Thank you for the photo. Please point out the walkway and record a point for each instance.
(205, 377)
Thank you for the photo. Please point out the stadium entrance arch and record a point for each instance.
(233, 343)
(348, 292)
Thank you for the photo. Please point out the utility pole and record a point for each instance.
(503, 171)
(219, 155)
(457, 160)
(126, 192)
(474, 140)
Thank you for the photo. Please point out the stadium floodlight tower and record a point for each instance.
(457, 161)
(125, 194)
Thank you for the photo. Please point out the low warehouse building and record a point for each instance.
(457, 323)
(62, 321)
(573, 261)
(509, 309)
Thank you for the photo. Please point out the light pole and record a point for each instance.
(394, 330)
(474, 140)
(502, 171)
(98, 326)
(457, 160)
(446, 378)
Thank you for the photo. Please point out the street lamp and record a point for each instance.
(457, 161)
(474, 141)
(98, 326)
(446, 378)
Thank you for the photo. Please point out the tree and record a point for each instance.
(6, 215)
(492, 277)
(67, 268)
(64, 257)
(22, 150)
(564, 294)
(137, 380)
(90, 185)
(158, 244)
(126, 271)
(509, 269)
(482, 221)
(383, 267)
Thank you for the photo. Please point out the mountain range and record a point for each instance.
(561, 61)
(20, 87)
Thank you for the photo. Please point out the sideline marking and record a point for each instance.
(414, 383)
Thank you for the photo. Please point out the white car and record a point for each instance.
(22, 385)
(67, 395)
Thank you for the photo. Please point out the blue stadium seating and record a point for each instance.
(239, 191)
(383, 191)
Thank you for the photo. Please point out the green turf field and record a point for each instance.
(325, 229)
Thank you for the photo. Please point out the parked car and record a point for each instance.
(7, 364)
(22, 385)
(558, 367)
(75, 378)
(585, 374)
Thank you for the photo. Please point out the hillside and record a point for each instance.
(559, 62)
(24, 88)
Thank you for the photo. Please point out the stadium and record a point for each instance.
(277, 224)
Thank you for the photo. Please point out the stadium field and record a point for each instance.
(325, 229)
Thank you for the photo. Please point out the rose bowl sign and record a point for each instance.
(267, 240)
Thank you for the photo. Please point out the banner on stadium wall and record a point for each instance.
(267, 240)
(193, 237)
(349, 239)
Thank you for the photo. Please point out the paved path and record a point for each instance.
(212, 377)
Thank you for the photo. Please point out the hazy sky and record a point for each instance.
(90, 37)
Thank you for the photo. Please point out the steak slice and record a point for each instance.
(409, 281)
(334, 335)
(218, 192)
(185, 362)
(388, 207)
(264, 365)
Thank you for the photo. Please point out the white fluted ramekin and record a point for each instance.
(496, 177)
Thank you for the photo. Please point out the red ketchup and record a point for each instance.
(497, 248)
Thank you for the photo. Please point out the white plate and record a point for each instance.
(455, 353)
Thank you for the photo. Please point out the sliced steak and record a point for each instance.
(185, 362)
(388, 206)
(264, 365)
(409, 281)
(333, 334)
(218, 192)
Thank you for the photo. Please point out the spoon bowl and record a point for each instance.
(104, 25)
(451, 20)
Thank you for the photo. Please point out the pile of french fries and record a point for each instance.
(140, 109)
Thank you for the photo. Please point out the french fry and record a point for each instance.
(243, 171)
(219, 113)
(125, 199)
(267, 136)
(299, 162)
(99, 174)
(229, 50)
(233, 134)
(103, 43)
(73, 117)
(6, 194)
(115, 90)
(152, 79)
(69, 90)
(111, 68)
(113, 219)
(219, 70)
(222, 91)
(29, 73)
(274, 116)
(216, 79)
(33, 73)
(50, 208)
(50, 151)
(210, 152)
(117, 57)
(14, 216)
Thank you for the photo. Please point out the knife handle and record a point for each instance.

[What you should do] Retype every line of the material above without altering anything.

[Response to this task]
Thank you for the photo. Please point out the walkway and record a point for each instance.
(205, 377)
Thank you for the photo. Please point out the stadium entrance arch and record a point for each instance.
(233, 343)
(348, 292)
Thank you for the photo. Please point out the utility pole and record a point for each instance.
(503, 171)
(219, 155)
(457, 160)
(126, 192)
(474, 140)
Thank you for the photo. Please point out the stadium floodlight tower and record a point for each instance.
(457, 161)
(125, 194)
Thank you for the photo. Please point out the low warehouse building and record a point for each instance.
(457, 323)
(62, 321)
(573, 261)
(509, 309)
Thank you for the photo. Please point out the light pole and record a point for each instance.
(394, 330)
(474, 140)
(502, 171)
(98, 326)
(457, 160)
(446, 378)
Thank you for the photo. Please point out the street lamp and record a point for each instance.
(457, 161)
(474, 141)
(98, 326)
(446, 378)
Thank you for the photo. Please point out the tree and record a point for each instance.
(6, 215)
(492, 277)
(67, 268)
(64, 257)
(22, 150)
(564, 294)
(137, 380)
(90, 185)
(158, 244)
(126, 271)
(509, 269)
(482, 221)
(383, 267)
Thank you for the photo. Please point out the mountain range and record a point for each instance.
(561, 61)
(20, 87)
Thank you for the photo. Please point out the sideline marking and record a point for each instance.
(414, 383)
Thank you for the photo. Please point out the white car and record a point for each instance.
(22, 385)
(67, 395)
Thank you for the photo. Please point out the blue stadium seating and record a point for each instance.
(239, 191)
(383, 191)
Thank you for the photo. Please point out the green turf field and record a point for each instance.
(325, 229)
Thank you for the photo. Please point out the parked car and record a point for each instance.
(7, 364)
(22, 385)
(558, 367)
(75, 378)
(585, 374)
Thank you for the photo. Please point out the hillside and record a point for each instance.
(559, 62)
(24, 88)
Thank you for the photo. Please point out the stadium and record a point for each instance.
(277, 224)
Thank you for the photo. Please point out the stadium field and record a point for each instance.
(325, 229)
Thank you for the photo. Please point out the rose bowl sign and record a point for each instance.
(267, 240)
Thank you for the photo. Please point out the banner on stadium wall and record a point for each instance.
(267, 240)
(193, 237)
(349, 239)
Thank you for the photo. Please point out the paved path and record a point for each instance.
(212, 377)
Thank you for the photo. Please point out the hazy sky and record a point for each instance.
(90, 37)
Thank you for the photo. Please point out the steak slice and record a point for each instance.
(409, 281)
(334, 335)
(218, 192)
(185, 362)
(388, 207)
(264, 365)
Thank you for the photo. Please point out the white fluted ramekin and record a point for each instance.
(496, 177)
Thank you for the photo. Please point out the red ketchup and record a point for each instance.
(497, 248)
Thank you for the photo. Please point out the white plate and record a point for each instance.
(455, 353)
Thank you for the photo. Please point out the sliced steak and record a point for each instance.
(185, 362)
(388, 206)
(264, 365)
(409, 281)
(333, 334)
(218, 192)
Thank you for the photo. Please point out the spoon bowl and record a point for each instance.
(104, 25)
(451, 20)
Thank you for the photo. Please point out the pile of french fries and record a point for each instance.
(140, 109)
Thank you for the photo. Please point out the french fry and record a point for each instance.
(243, 171)
(219, 113)
(125, 199)
(267, 136)
(299, 162)
(99, 174)
(229, 50)
(233, 134)
(103, 43)
(73, 117)
(6, 194)
(115, 90)
(152, 79)
(69, 90)
(111, 68)
(113, 219)
(219, 70)
(222, 91)
(29, 73)
(274, 116)
(216, 79)
(33, 73)
(50, 208)
(50, 151)
(210, 152)
(117, 57)
(14, 216)
Thank you for the photo. Please point out the knife handle and record a point for each instance.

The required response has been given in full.